### Exercise aim
Extract, verbatim, all lines starting at the one containing "Where does a point fall on the yellow" and ending with the final line of the listing, and no others.

### Pointing dataset excerpts

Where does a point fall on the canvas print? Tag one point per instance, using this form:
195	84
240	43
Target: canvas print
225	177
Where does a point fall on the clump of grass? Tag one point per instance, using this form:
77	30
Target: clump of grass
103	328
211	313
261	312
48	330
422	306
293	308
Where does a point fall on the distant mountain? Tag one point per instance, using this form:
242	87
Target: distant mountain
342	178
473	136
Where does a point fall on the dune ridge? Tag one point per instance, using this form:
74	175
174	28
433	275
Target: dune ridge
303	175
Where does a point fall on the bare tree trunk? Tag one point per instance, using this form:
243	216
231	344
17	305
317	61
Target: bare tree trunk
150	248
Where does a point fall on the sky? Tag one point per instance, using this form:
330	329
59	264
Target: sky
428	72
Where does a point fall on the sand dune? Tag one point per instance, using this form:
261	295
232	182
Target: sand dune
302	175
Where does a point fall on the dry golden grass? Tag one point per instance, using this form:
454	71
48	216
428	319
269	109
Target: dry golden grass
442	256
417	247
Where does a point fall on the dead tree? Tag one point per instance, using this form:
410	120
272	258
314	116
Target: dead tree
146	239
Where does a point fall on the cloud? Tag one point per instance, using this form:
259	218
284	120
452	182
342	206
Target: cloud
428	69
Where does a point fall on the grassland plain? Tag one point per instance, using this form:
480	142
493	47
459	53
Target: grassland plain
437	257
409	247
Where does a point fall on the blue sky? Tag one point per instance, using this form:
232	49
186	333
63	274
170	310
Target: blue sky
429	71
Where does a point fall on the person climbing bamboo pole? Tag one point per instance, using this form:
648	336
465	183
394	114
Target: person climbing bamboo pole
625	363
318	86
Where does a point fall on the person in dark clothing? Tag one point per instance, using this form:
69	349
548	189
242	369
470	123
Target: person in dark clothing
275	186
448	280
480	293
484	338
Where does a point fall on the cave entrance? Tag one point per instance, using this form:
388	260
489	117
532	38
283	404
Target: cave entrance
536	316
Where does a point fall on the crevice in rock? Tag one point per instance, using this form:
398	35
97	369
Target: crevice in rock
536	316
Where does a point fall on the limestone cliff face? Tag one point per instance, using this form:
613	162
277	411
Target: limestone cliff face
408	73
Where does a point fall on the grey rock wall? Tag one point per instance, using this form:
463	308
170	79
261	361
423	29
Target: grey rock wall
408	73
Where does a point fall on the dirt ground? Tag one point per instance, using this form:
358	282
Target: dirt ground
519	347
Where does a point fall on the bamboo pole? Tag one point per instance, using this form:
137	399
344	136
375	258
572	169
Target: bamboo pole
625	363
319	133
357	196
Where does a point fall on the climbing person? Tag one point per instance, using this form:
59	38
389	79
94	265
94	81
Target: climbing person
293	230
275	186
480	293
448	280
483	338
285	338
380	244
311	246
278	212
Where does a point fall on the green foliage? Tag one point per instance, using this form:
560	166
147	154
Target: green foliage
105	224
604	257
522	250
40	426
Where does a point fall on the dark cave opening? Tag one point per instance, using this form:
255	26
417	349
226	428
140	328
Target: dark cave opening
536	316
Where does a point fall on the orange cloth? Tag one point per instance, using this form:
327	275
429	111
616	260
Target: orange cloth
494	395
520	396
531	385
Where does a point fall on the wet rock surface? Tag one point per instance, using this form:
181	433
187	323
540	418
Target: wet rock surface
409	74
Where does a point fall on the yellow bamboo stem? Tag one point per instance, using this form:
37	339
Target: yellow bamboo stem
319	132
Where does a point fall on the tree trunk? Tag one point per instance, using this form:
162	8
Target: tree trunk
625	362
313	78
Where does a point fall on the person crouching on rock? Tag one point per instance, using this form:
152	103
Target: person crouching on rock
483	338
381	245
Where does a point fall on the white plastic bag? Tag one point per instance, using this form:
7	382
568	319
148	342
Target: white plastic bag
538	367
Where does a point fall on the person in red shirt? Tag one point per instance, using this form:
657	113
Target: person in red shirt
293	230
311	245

### Exercise result
Where does a point fall on the yellow bamboo stem? Tag one point per instance, using this form:
37	339
Target: yellow bamboo stem
319	132
Where does a point fall on the tree trunk? Tag one point per instance, using this form:
162	8
Target: tree trunk
625	362
313	78
Where does a point fall on the person crouching on rock? Tag one point per instance, using this form:
152	103
Target: person crouching on rock
483	338
381	245
Where does a point fall on the white plastic bag? Tag one point per instance, using this form:
7	382
568	319
148	342
Target: white plastic bag
538	367
Where does a point fall on the person in red shirt? Tag one point per instance, using this form:
657	113
Target: person in red shirt
293	230
311	245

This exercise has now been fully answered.